> **Records for this exercise**
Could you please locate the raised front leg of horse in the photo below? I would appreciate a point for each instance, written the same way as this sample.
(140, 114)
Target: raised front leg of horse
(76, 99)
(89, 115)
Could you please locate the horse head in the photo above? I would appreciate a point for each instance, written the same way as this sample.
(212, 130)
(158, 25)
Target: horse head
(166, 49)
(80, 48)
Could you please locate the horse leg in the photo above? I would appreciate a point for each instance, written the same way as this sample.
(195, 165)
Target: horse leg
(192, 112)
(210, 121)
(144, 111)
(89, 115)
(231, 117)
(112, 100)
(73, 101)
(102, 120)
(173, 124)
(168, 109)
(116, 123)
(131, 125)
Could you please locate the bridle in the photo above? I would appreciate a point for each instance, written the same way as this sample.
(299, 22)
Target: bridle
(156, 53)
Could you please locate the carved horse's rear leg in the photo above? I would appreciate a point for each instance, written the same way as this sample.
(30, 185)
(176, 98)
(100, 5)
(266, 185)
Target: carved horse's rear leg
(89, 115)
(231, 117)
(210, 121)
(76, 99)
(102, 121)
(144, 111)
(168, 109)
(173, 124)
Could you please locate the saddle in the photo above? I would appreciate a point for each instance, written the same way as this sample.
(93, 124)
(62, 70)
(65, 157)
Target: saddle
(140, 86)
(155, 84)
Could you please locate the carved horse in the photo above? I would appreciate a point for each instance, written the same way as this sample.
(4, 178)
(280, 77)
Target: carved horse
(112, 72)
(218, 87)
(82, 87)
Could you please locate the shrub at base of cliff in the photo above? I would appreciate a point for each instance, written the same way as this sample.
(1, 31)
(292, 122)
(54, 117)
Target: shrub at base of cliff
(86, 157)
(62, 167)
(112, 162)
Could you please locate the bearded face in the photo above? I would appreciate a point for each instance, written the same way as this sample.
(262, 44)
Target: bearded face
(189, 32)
...
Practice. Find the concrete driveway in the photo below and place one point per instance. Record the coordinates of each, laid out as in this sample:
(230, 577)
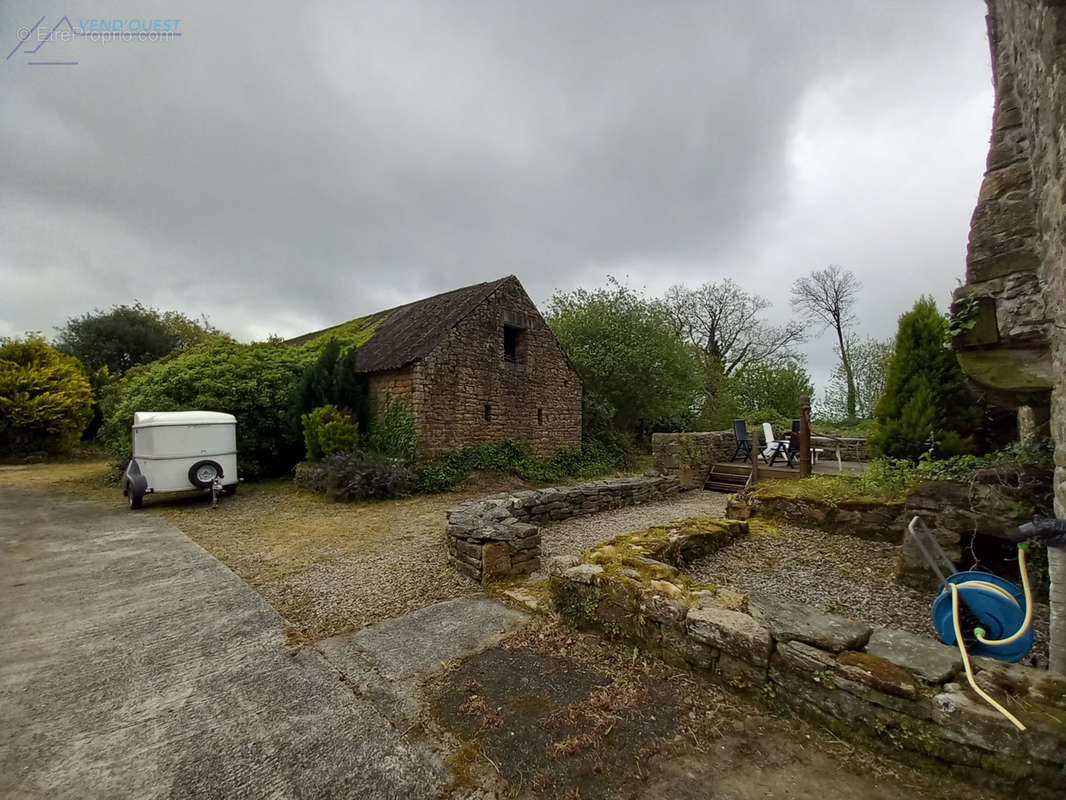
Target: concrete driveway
==
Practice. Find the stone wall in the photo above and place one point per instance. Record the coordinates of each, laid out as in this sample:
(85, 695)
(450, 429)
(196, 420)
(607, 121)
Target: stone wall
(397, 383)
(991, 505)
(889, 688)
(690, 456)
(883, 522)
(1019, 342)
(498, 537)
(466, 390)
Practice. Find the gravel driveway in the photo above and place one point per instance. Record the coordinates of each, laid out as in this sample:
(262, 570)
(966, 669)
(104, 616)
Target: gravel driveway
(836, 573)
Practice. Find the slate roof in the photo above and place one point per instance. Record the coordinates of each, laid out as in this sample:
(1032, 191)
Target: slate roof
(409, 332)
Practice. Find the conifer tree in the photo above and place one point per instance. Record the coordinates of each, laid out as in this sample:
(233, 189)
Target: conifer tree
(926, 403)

> **Task description**
Pick out every line above that contains the word "laid", matching upper and lower case exactly, and copy each one in full.

> **Written solution**
Practice. Find the concrete driveway in the photo below and place one point per instance. Record the coordinates of each, laid out as in this sample:
Practice. Find the stone wall in the photo above and place one point per instance. Record the coordinates of each, laid out as in this sample:
Practice. Find the gravel driveway in the photo above and place one point per instance. Record the coordinates of each, laid out as in this sample:
Practice. Find the slate roof in the photo above and place one point per instance. Record the coordinates of each, laid out as in this sample:
Practice. Find the conifer tree in the photo above and place one point per instance. Record the coordinates of each, laid out as in this sample:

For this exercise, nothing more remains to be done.